▶ Written instruction: Set down the line that contains "Expected behaviour: for every instance of the metal gate, pick" and every line after it to the end of the entries, exactly as they stand and nothing more.

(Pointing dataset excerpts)
#####

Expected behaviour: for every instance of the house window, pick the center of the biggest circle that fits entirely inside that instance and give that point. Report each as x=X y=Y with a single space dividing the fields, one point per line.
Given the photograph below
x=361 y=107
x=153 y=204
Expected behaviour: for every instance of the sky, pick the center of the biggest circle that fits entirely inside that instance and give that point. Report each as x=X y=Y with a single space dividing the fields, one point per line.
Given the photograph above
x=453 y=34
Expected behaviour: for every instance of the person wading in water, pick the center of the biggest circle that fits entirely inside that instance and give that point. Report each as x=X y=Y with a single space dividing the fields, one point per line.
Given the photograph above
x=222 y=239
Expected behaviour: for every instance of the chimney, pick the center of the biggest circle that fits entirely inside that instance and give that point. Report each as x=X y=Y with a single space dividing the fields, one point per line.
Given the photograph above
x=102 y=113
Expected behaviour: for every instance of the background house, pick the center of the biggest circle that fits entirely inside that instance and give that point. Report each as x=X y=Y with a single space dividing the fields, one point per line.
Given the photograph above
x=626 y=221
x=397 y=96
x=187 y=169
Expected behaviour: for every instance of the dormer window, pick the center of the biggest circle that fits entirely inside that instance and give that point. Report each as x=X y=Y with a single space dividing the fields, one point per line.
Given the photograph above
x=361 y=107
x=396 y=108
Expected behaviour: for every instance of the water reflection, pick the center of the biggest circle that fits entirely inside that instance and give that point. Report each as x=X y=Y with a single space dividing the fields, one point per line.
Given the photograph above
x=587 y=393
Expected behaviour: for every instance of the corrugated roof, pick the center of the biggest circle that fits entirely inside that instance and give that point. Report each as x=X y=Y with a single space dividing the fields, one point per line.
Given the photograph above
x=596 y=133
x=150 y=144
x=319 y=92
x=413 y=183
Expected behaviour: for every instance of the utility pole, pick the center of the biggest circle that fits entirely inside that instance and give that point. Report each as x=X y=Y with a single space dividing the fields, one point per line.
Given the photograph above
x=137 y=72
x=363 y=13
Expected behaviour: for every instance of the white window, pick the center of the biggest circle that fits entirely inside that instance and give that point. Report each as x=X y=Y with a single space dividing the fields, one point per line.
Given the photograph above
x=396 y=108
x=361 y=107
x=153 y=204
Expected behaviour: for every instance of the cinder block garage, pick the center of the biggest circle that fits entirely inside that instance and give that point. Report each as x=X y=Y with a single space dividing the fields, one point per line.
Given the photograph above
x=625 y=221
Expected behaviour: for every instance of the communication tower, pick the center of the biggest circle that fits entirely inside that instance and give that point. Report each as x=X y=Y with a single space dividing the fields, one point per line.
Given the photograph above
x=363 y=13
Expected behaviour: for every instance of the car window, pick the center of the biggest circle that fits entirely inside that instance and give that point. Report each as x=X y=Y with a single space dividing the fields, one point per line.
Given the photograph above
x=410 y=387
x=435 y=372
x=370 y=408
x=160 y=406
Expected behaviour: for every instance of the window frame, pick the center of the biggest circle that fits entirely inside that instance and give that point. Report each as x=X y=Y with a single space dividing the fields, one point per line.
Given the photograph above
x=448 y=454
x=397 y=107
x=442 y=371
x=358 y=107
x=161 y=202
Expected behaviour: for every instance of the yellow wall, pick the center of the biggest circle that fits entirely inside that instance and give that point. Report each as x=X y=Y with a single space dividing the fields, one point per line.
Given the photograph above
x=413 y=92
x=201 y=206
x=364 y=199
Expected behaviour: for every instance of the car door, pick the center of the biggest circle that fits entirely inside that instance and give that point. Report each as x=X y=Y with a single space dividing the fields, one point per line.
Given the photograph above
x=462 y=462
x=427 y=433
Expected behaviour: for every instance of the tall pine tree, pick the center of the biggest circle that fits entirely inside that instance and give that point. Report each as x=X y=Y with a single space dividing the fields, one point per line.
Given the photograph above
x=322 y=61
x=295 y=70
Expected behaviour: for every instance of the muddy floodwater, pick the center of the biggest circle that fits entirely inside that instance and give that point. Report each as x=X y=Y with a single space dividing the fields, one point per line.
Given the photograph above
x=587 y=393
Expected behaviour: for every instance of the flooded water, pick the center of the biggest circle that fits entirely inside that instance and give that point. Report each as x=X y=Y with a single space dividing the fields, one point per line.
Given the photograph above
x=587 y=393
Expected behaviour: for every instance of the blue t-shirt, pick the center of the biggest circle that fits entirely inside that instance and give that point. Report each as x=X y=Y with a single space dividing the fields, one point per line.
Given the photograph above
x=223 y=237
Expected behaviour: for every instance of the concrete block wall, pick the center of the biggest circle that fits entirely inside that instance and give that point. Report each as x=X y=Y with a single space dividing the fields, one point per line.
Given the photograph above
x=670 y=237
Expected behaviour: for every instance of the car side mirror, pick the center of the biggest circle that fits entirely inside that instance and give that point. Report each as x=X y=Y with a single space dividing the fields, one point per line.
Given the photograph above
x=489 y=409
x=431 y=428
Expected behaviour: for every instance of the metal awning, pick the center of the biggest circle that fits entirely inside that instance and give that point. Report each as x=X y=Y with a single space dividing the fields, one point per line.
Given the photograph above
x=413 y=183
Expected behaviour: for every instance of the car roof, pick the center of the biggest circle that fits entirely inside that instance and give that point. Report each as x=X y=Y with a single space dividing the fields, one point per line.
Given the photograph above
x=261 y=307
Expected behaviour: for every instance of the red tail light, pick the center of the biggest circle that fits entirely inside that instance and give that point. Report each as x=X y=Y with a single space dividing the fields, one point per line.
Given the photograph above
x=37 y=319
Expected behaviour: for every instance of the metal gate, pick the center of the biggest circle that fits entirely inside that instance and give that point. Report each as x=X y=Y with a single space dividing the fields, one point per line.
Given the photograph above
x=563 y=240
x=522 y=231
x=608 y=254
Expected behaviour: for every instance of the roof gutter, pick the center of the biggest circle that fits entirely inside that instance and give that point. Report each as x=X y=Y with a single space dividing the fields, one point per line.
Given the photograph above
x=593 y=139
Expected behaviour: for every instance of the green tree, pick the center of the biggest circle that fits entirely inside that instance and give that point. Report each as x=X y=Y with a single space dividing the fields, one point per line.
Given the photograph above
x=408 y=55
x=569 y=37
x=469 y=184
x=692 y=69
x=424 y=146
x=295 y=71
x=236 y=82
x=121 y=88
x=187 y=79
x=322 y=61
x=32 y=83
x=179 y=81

#####

▶ The solution:
Expected behaviour: for every instance of the metal gate, pick the center of the biggest circle that fits entirely inside that instance and give that point. Report each as x=X y=Y with a single space dividing the fields, one point per line.
Given the photograph above
x=563 y=240
x=522 y=231
x=608 y=254
Expected behaviour: for every instance of the roof gutter, pick the center of the biggest circle that fits entirely inside that instance and give that point. Report each as x=X y=Y with a single space dividing the fields, one point per line.
Given the photograph above
x=593 y=139
Expected behaviour: for every instance of the green tree, pick the center of the biggest circle that fits entirely inside that instance and give that point. Report each as x=X y=Y with a single space dividing the fields, one point per line.
Given the photograph above
x=408 y=55
x=569 y=37
x=469 y=184
x=692 y=69
x=424 y=146
x=295 y=71
x=236 y=82
x=121 y=88
x=187 y=79
x=322 y=61
x=32 y=83
x=179 y=81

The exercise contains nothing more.